■ TEXT BLOCK ■

And he was in it one day
and he's barking these orders to all ahead,
whatever it was.
And everyone's kind of resisting, resisting, resisting,
but they're following his orders
until finally he realized
that if they had gone a little bit further,
he would have grounded the sub.
And nobody would tell him because he was the authority and their job was just to follow
orders. And he was like, from that moment on, he completely changed the culture on the ship and
said, okay, this is no longer about following orders. It's all about intention. Like you tell
me now, you know, like, sir, I intend to dot, dot, dot, because I need to learn from you. I need like we need to create a culture where I, as a leader, am completely open to learning from and responding to you and your intention and your intelligence.
Yeah.
I guess, you know, it's one of the problems with the concept of expertise is when we perceive someone to be an expert or to be really experienced, we're probably a lot less likely to either question them or to point out something we've seen, which isn't right or which could go
wrong.
And I guess, you know, in that case, a nuclear sub that might ground could go catastrophically
wrong.
But if there isn't the culture or the expectation or the permission to be able to question or
challenge, then that's when a lot of things go wrong in society and organizations.
Yeah. And you as a leader, if you don't allow that, you know, that's when a lot of things go wrong in society and organizations. Yeah.
And you as a leader, if you don't allow that, I mean, you stop going, like you've now flatlined.
And, you know, at which point, at some point, everybody's going to pass you by if, you know,
if you're motivated by being able to sort of like continue to grow, but also just on
a personal level, why would you want to do that?
I guess what's really interesting is the work i've you know i've
been doing in the last few years with executives and senior leaders is is taking through taking
them through experiences which is just to slow down and ask themselves some of those questions
so tell me about some of the like this but what types of things are you doing now so i mean to
sort of rapidly fill in the gap you took that like this experience
and essentially start to build your own enterprise doing this on your own and over the years
continuing to work with both kids and executives and teams at the highest levels and kids going
through all sorts of different stuff yeah so i think so you know i guess from that from the from
those experiences give me the grounding and then it's constantly been developing and nurturing this idea of how to help people
ask themselves questions and give them experiences, which give them the environment to be able
to have the time to reflect on those questions that are going to help them in their lives
in terms of their own sense of well-being, their own purpose and direction, but also
in terms of their relationships with families and at work. And then at a bigger level is by having those experiences
is how can that help you better influence society at a, at a bigger level? So like what would be an
example of an environment or an experience and how that would affect, like how, how this would
become a really powerful experience? So spending time in the outdoors on a journey, I think, is one of the things that I've seen work really well.
So I've been running a program for, well, a series of programs, I guess, for the last seven or eight years.
And one of them has been a journey in canoes down slow-moving rivers where you have the time to have really good quality conversation and reflection
and asking people to think about their values and what informs them and what experiences have
informed them and and really getting people to think about well what do you want to do and what
matters what's important to you so in that particular program is is called leadership for
good which is around how do we help people at all levels of society develop the courage and confidence to actually make a difference.
So I've been running that program for a number of years.

■ TASK A ■
Reproduce everything in the records from the line containing "You are given the above image. An instance of dramatic" down to the end of the records, requests included. Multiply every bounding-box coordinate in the answers by 0.65 and round to whole numbers, with halves rounded up.
The records have no connection to the text above.

■ EXCERPTED DATA ■
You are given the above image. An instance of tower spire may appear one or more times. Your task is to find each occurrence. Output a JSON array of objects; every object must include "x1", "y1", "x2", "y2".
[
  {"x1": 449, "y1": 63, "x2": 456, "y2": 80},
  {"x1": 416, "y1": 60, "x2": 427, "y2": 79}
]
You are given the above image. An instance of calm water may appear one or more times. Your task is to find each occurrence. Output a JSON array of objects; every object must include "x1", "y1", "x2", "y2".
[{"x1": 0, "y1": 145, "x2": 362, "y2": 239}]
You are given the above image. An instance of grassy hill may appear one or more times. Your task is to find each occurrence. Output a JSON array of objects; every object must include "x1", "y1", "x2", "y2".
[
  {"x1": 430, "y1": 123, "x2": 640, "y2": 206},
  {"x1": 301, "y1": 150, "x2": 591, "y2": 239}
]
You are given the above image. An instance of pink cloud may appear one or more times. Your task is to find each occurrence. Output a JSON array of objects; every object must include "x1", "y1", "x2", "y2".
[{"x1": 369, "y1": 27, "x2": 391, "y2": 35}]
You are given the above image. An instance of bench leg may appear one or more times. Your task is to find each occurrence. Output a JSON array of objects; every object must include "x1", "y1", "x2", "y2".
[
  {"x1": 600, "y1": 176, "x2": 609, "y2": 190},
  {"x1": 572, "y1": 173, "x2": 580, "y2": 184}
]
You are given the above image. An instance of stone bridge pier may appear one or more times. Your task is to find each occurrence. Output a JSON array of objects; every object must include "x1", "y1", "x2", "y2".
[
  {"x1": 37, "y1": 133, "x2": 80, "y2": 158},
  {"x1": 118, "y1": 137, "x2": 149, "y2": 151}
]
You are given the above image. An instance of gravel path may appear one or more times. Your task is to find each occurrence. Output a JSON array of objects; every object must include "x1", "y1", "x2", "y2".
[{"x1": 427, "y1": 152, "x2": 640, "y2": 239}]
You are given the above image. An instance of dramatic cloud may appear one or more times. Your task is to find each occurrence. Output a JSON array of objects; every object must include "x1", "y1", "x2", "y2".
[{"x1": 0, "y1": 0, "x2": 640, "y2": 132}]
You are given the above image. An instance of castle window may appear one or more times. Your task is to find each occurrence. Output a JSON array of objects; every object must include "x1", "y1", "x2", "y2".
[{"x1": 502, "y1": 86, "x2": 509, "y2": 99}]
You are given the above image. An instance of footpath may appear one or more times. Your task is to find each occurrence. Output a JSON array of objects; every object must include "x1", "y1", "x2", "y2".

■ TASK B ■
According to the leadership conversation, why were the canoe journeys in the program run on slow-moving rivers?

■ WRITTEN REPLY A ■
You are given the above image. An instance of dramatic cloud may appear one or more times. Your task is to find each occurrence. Output a JSON array of objects; every object must include "x1", "y1", "x2", "y2".
[{"x1": 0, "y1": 0, "x2": 416, "y2": 86}]
You are given the above image. An instance of castle window may appear one or more times. Your task is to find each occurrence. Output a JSON array of objects; every object must include "x1", "y1", "x2", "y2".
[{"x1": 326, "y1": 56, "x2": 331, "y2": 64}]
You are given the above image. An instance of footpath may appear one or more times. Your task is to find each occurrence. Output a JSON array of objects; every object must include "x1", "y1", "x2", "y2".

■ WRITTEN REPLY B ■
Slow-moving rivers give participants time for really good quality conversation and reflection. That time lets them think about their values, the experiences that have informed them, and what matters to them.